EXERCISE DETAILS: Word for word, reproduce each entry.

--- MATERIAL PROVIDED Enclosed Below ---

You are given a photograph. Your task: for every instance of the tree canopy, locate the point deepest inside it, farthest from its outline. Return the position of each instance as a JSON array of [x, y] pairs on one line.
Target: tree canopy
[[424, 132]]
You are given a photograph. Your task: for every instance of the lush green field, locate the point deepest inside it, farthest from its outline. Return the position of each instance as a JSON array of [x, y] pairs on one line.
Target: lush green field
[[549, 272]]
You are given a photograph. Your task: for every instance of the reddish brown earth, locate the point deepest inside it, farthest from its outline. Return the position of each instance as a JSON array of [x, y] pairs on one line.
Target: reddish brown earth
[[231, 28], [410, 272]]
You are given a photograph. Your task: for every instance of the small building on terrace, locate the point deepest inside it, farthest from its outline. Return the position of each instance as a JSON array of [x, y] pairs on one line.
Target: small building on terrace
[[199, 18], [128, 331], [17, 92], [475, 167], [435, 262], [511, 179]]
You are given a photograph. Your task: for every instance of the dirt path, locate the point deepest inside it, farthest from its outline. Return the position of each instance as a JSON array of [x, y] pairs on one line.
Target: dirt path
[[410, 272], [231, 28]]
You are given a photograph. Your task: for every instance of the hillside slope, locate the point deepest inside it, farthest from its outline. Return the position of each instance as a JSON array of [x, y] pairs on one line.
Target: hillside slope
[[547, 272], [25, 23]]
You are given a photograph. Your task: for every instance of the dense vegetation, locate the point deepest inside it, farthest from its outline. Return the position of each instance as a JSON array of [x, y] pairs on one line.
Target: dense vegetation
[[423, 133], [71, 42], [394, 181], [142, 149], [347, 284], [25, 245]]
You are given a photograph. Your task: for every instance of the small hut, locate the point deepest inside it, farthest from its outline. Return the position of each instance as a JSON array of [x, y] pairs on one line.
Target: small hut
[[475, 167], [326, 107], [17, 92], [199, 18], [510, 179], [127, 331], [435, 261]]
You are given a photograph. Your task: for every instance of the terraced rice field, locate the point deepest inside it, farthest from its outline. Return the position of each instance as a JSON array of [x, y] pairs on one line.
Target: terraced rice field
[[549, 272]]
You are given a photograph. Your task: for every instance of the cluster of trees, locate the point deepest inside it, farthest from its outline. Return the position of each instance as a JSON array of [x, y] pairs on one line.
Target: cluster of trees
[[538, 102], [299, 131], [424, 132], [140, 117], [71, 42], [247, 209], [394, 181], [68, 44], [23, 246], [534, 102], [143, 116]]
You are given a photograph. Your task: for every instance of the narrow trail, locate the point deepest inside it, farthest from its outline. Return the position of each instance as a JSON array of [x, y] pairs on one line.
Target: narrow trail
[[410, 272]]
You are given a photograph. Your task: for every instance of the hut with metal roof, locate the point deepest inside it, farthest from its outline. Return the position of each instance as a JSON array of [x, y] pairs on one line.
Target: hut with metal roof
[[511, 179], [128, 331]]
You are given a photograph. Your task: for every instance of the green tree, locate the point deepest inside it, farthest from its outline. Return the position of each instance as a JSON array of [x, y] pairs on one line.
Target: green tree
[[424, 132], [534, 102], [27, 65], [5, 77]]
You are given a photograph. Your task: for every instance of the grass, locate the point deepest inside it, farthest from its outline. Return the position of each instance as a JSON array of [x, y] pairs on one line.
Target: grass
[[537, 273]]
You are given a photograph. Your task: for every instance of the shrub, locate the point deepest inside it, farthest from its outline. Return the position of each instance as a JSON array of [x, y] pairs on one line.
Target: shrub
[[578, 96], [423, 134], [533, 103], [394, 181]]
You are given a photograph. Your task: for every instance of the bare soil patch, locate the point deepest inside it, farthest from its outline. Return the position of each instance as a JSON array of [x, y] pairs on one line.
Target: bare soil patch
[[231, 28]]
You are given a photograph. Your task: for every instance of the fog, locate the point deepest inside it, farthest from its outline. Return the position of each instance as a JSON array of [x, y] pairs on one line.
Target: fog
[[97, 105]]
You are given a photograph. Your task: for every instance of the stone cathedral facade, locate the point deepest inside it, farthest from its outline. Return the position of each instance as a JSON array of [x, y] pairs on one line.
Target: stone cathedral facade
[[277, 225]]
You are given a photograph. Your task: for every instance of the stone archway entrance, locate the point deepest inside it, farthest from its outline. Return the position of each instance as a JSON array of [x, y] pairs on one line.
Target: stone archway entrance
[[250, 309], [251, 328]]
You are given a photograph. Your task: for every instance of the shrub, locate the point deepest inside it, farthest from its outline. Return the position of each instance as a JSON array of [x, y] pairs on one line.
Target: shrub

--- End of Enclosed MATERIAL PROVIDED ---

SOLUTION FOR THIS PROBLEM:
You are given a photograph. Your task: for every instance of the tree canopy, locate the point deepest inside it, farthest from its outline. Return the position of each instance as a JSON array of [x, y] pairs on one line.
Target: tree canopy
[[424, 132]]
You are given a photograph. Your task: for every instance of the lush green field, locate the point deepest inside it, farthest from its outline. Return the position of each instance as a JSON array of [x, y] pairs on one line.
Target: lush green field
[[549, 272]]
You are given a photograph. Your task: for every instance of the reddish brown earth, locate the point deepest inside it, farthest from its outline. Return the position of each instance as a JSON array of [x, y] pairs on one line.
Target: reddish brown earth
[[231, 28], [410, 272]]
You are given a photograph. Your task: for every instance of the small building on terrace, locate the point deepest inside it, farthest from its outline. Return the position of each instance as a JSON array of [x, y] pairs on one line.
Target: small building on terrace
[[199, 18], [128, 331], [17, 92], [475, 167], [435, 262], [511, 179]]
You are given a photograph. Your task: for every instance of the dirt path, locate the point deepest inside it, farthest from its outline. Return the position of each instance as a JSON array of [x, y] pairs on one line.
Target: dirt path
[[410, 272], [231, 28]]
You are given a photograph. Your task: for every instance of the hillside slope, locate the point deepest inside it, farthest from its outline. Return the position of each instance as a JSON array of [x, y] pairs on one line.
Target: hillside slope
[[547, 272], [25, 23]]
You are given a photograph. Your task: for every instance of the dense vegetation, locate the point deepest inside it, farthest from its outline. Return the position of each instance as a JSON array of [x, y] pairs on one line.
Target: dense vegetation
[[423, 133], [71, 42], [394, 181], [142, 149], [347, 284], [25, 245]]
You are given a photograph. Your task: for every instance of the small hut, locate the point deepest inside it, farthest from its outline. Return the position of each instance as a JSON array of [x, y] pairs on one line.
Target: small hut
[[475, 167], [326, 107], [17, 92], [199, 18], [510, 179], [127, 331], [435, 261]]
You are given a photograph. Your task: for every instance of the terraced rice field, locate the point deepest inside it, farthest from its outline. Return the position of each instance as a JSON array of [x, y] pairs on one line.
Target: terraced rice field
[[549, 272]]
You are given a photograph. Your task: for every instance of the cluster of trees, locate the point deepest inside it, farthest from its outline. Return the position of each instance as a JSON array of [x, y] pairs on one line.
Target: cluster of trees
[[538, 102], [299, 131], [424, 132], [140, 117], [71, 42], [247, 209], [394, 181], [68, 44], [23, 246], [534, 102], [143, 116]]
You are given a photograph. Your task: for every instance of the narrow trail, locate the point deepest inside it, farthest from its outline. Return the position of each instance as a JSON array of [x, y] pairs on one line.
Target: narrow trail
[[410, 272]]
You are given a photograph. Your task: for every instance of the hut with metal roof, locate the point deepest inside it, farthest from its outline. Return the position of each instance as a JSON array of [x, y] pairs on one line.
Target: hut with metal roof
[[511, 179], [128, 331]]
You are given a photograph. Your task: for every instance of the green tree, locate the point deepest inside it, farthest from its outline. Return the position of each instance as a JSON array of [x, y] pairs on one line.
Target: green tree
[[424, 132], [534, 102], [27, 65], [5, 77]]
You are given a photograph. Your task: for every instance of the grass, locate the point deepest inside it, farthest from its outline. Return the position of each instance as a JSON array of [x, y] pairs on one line.
Target: grass
[[537, 273]]
You are given a photograph. Your task: for every instance of the shrub, locate the point deepest inside it, farthest from its outline. Return the position of each instance as a JSON array of [x, y] pairs on one line.
Target: shrub
[[578, 96], [423, 134], [533, 103], [394, 181]]
You are given a photograph. Your task: for every instance of the bare soil patch, locate the point deepest inside it, farthest from its outline. Return the position of each instance as a JSON array of [x, y] pairs on one line.
Target: bare soil patch
[[231, 28]]
You are given a photograph. Your task: for every instance of the fog, locate the point deepest inside it, farthest from its outline. Return the position of each instance as a JSON array of [x, y] pairs on one line.
Target: fog
[[97, 105]]
You are given a photograph. Your task: for every instance of the stone cathedral facade, locate the point deepest inside it, farthest from its outline. Return the position of each instance as a JSON array of [x, y] pairs on one line.
Target: stone cathedral facade
[[277, 225]]
You are given a photograph. Your task: for every instance of the stone archway entrance, locate the point deepest inside it, farthest from its outline. Return the position of each instance as a JSON array of [x, y] pairs on one line.
Target: stone archway entrance
[[250, 309], [251, 328]]
You are given a photograph. Your task: for every instance of the shrub, locate the point deepest inside it, farthest from its outline. Return the position of each instance as a JSON array of [x, y] pairs on one line.
Target: shrub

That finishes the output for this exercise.